• _Problem to work on_: Copy out the records below with "formatted sample" changed to "worked example" in every place it occurs, leaving all other text as it is. Omit the pictures.

• _Raw records_:

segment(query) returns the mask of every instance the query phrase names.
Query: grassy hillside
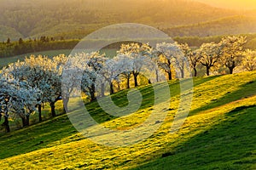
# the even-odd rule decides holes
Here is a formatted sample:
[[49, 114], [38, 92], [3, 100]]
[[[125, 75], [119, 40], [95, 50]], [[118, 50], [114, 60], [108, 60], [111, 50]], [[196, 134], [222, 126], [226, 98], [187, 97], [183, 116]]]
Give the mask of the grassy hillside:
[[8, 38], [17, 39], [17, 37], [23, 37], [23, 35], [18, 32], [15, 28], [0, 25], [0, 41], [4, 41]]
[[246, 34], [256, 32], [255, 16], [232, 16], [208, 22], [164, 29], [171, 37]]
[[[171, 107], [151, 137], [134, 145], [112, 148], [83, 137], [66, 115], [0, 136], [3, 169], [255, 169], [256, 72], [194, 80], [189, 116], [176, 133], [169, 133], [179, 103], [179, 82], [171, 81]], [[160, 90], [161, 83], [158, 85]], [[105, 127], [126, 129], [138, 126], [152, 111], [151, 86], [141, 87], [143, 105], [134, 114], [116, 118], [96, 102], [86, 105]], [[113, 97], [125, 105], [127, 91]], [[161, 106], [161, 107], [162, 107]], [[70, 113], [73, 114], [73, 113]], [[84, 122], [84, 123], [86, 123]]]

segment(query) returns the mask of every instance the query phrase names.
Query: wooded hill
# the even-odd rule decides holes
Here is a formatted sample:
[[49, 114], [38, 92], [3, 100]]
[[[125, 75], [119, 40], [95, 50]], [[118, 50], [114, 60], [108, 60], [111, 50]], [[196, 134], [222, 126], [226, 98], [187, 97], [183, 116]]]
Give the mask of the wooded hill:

• _Complete output_:
segment(query) returns the mask of every instance the query phrase names.
Query: grassy hillside
# the even-odd rule decides holes
Here is a worked example:
[[49, 114], [38, 92], [3, 100]]
[[[125, 75], [119, 40], [95, 50]], [[118, 50], [114, 60], [108, 60], [111, 50]], [[196, 134], [222, 126], [226, 98], [187, 97], [183, 116]]]
Give the mask of the grassy hillside:
[[8, 38], [17, 39], [17, 37], [23, 37], [23, 35], [18, 32], [15, 28], [0, 25], [0, 41], [4, 41]]
[[246, 34], [256, 32], [255, 16], [232, 16], [208, 22], [164, 29], [171, 37]]
[[[171, 107], [151, 137], [134, 145], [112, 148], [83, 137], [66, 115], [0, 136], [3, 169], [255, 169], [256, 72], [194, 80], [189, 116], [176, 133], [169, 133], [179, 103], [179, 82], [171, 81]], [[160, 90], [161, 83], [158, 85]], [[105, 127], [126, 129], [138, 126], [152, 111], [151, 86], [141, 87], [143, 105], [134, 114], [116, 118], [96, 102], [86, 105]], [[113, 97], [125, 105], [127, 91]], [[161, 106], [161, 107], [162, 107]], [[70, 113], [73, 114], [73, 113]], [[84, 122], [84, 123], [86, 123]]]

segment(query) returns the mask of every instance the query phrase names.
Query: wooded hill
# the even-odd rule decides holes
Here is a worked example:
[[49, 114], [38, 92], [3, 100]]
[[[125, 75], [119, 40], [95, 50]], [[118, 50], [114, 60], [108, 60], [111, 50]], [[196, 134], [222, 126], [226, 98], [187, 97], [183, 116]]]
Give the mask of the wooded hill:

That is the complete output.